### What the task asks
Can you reproduce the data below word for word, omitting the pictures?

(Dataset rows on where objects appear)
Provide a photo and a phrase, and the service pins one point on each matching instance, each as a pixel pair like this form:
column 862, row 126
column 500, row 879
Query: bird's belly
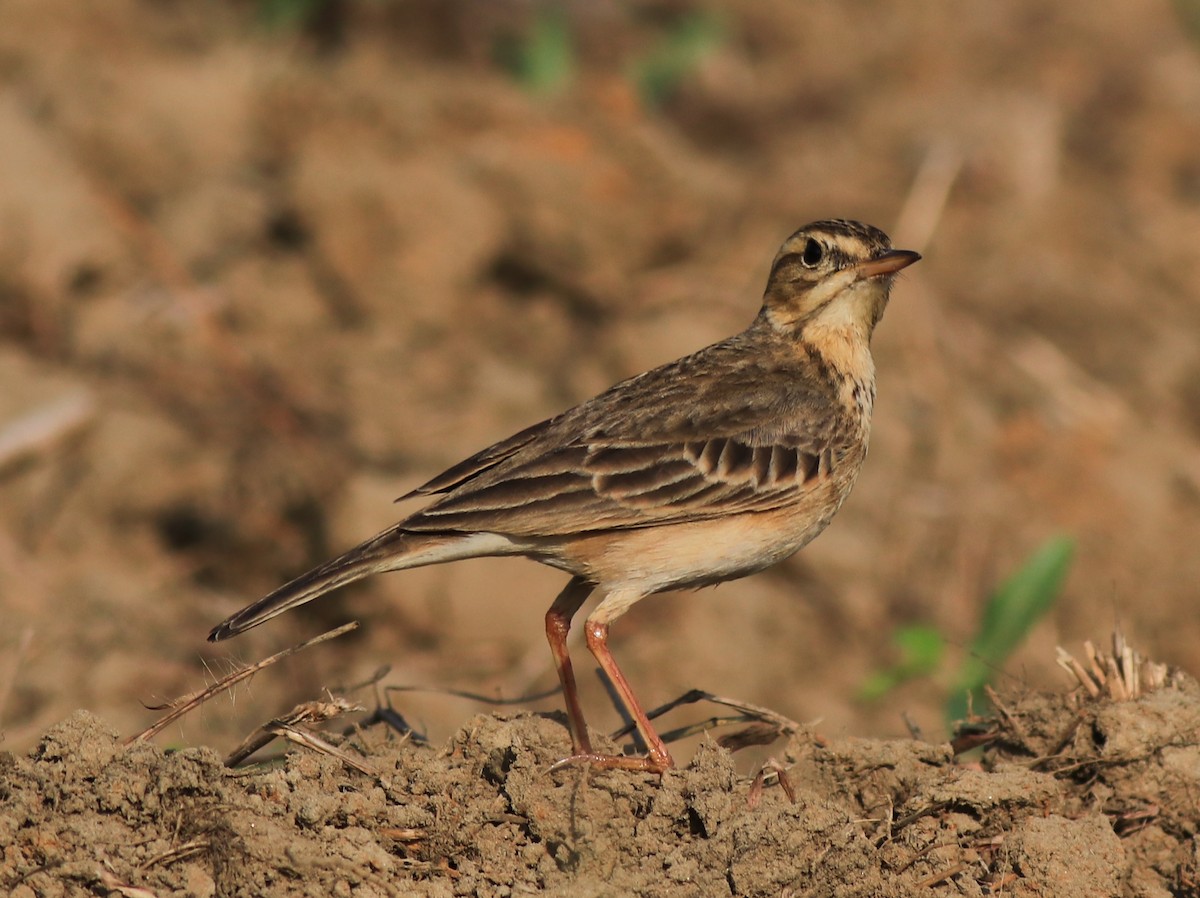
column 690, row 555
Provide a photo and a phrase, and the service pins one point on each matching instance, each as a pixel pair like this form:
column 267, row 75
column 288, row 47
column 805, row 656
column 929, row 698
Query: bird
column 705, row 470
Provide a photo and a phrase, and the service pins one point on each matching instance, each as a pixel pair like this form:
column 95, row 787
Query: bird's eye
column 813, row 253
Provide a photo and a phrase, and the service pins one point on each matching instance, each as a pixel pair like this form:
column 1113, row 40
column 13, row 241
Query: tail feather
column 391, row 550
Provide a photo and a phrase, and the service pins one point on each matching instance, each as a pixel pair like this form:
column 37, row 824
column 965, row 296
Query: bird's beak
column 888, row 263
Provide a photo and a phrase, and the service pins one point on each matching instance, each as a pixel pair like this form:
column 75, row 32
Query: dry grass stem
column 36, row 432
column 1122, row 675
column 186, row 704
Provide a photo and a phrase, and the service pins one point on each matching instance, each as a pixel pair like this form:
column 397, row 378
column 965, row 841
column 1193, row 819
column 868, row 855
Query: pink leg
column 558, row 624
column 659, row 759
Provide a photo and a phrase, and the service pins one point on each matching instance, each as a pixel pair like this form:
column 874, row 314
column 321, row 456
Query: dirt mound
column 1072, row 797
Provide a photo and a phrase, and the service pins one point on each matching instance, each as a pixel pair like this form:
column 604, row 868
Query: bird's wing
column 700, row 438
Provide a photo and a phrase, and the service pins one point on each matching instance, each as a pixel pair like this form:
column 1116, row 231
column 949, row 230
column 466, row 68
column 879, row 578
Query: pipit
column 705, row 470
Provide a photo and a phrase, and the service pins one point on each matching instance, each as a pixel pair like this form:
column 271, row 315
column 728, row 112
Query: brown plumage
column 705, row 470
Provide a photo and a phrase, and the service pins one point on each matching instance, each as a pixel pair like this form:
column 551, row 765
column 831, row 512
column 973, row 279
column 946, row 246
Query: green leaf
column 922, row 648
column 543, row 60
column 659, row 73
column 1009, row 616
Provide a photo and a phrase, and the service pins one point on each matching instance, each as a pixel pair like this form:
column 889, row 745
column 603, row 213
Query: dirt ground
column 258, row 280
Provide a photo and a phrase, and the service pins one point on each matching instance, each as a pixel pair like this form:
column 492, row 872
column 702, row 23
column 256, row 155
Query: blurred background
column 267, row 265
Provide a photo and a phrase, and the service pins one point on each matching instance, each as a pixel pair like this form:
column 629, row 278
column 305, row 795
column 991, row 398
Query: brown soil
column 1073, row 798
column 257, row 282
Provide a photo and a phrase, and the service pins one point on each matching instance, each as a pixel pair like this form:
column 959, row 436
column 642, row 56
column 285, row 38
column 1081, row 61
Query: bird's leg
column 558, row 624
column 613, row 605
column 659, row 759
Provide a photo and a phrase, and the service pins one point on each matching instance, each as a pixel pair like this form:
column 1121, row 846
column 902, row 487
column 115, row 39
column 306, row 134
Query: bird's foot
column 648, row 764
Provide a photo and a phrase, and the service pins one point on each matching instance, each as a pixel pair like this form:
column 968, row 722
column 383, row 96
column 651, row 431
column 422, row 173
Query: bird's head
column 834, row 275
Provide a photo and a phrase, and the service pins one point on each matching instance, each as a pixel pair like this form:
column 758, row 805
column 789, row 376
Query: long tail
column 391, row 550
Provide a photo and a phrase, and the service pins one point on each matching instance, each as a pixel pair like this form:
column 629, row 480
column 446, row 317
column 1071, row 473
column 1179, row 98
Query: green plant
column 543, row 59
column 681, row 51
column 1009, row 615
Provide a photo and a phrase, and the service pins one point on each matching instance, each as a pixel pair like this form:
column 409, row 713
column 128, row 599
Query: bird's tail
column 391, row 550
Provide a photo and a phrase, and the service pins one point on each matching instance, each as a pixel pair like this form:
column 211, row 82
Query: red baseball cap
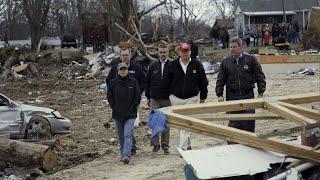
column 184, row 47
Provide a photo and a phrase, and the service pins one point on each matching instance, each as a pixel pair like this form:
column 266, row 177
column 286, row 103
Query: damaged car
column 26, row 121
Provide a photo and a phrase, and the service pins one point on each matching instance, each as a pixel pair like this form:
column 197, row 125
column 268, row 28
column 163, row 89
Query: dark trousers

### Answer for the task
Provide a photo and a phrase, and the service pins one point on each matching instance, each as a pixel pair like this form:
column 862, row 126
column 500, row 879
Query: bird's belly
column 690, row 555
Provide a photo and a phrase, and the service pins one point on each matching instance, each as a pixel pair like this form:
column 267, row 75
column 288, row 47
column 805, row 656
column 929, row 698
Query: bird
column 705, row 470
Provide a photo and a phrase, and the service pins one point on each matching instance, each as a pixel pair like this form:
column 95, row 787
Query: bird's eye
column 813, row 253
Provide a photo and a phrase, and the service pins one point on each matching instance, each as a pixel pair like this form:
column 1113, row 40
column 13, row 241
Query: tail feather
column 391, row 550
Provide a photo and a phrase, and the service pins one point on each matching instance, each as a pixel pair like this form:
column 37, row 824
column 965, row 296
Query: bird's beak
column 888, row 263
Provide a photo and a phrase, and the service pins one point on each matching instance, each as a pixel pair like this form:
column 75, row 32
Query: dry grass stem
column 36, row 432
column 1122, row 675
column 186, row 704
Provide a photo and a phrase, and the service pins one point on each matching instance, each as a pixel pair like this form:
column 397, row 378
column 965, row 841
column 1193, row 819
column 868, row 855
Query: pink leg
column 558, row 624
column 659, row 759
Provide a photo and a phrase, and the service pins one point on each matching instance, each as a pixel pair like this form:
column 874, row 314
column 321, row 456
Query: dirt mound
column 1072, row 797
Provide a photo and a phrase, and the service pins one point on each matching instance, each as a pixel pair like this form:
column 604, row 868
Query: bird's wing
column 700, row 438
Provide a photo and a phrase, and the service pins one point on each matching instance, each as a pixel pair like this form:
column 1116, row 231
column 949, row 230
column 466, row 68
column 879, row 578
Query: pipit
column 705, row 470
Provide a photo and a phrase, and the service pins one point on each matching instance, each as a pixel pair like this form:
column 271, row 315
column 728, row 112
Query: brown plumage
column 705, row 470
Provide a photo and a phrase, and the service pins one point on each matching instance, each as a pixel pair like this form:
column 551, row 765
column 831, row 512
column 973, row 279
column 946, row 246
Query: green leaf
column 922, row 648
column 543, row 60
column 659, row 73
column 1009, row 616
Provide a photo and a phrase, and the service pins one point on each matching instance, each as a pixel pair like this form:
column 889, row 745
column 603, row 213
Query: dirt ground
column 258, row 280
Provide a photo and a phrase, and the service pins one point on each matching instance, each as a pixel pair like this form:
column 492, row 872
column 702, row 23
column 256, row 155
Query: blurred background
column 267, row 265
Provide a photo and a phrase, and the service pins one point on each matching instance, each as a pixel pair like this form:
column 629, row 278
column 305, row 795
column 991, row 398
Query: brown soil
column 1073, row 798
column 257, row 282
Provide a photo and a phrase, and the service pins one point on each matching instance, each as a pixel pair like this form:
column 959, row 436
column 642, row 56
column 285, row 38
column 1081, row 61
Query: bird's leg
column 558, row 624
column 613, row 605
column 659, row 759
Provide a photo and a phrase, and the service pins one point on each matching instance, each as a pixel pair like this form:
column 1121, row 846
column 902, row 487
column 115, row 39
column 306, row 134
Query: bird's foot
column 648, row 764
Provide a photo and a phrase, and the service pins one point on each matching instance, each as a pixel pair like this form:
column 968, row 722
column 383, row 96
column 651, row 431
column 422, row 173
Query: bird's head
column 834, row 275
Provide a photo and a phrase, and the service pins one point on each matching instance, each as a pixel pair like this form:
column 758, row 805
column 789, row 376
Query: long tail
column 391, row 550
Provide a photo and a phrase, and the service pins one point on each matching instance, each as a pixel pair like this form:
column 629, row 480
column 446, row 317
column 1071, row 473
column 1179, row 98
Query: green plant
column 543, row 59
column 681, row 51
column 1009, row 615
Provide a photo and a phrase, and the service pins one point on each matching instance, each as a pixel pair like this form:
column 409, row 713
column 128, row 599
Query: bird's tail
column 391, row 550
Provide a photo and a phrase, and the service pins one point on each matching instance, each as a pixel pair like this form:
column 211, row 82
Query: red baseball cap
column 184, row 47
Provide a photo and a phrase, and the service pins one point on each matching instance, each as a pixel pair like this form:
column 266, row 177
column 286, row 103
Query: damaged car
column 26, row 121
Provide a photo and a phrase, and the service pins one point on each matching instance, each as a pixel pair like this form:
column 197, row 125
column 268, row 28
column 163, row 89
Query: dark trousers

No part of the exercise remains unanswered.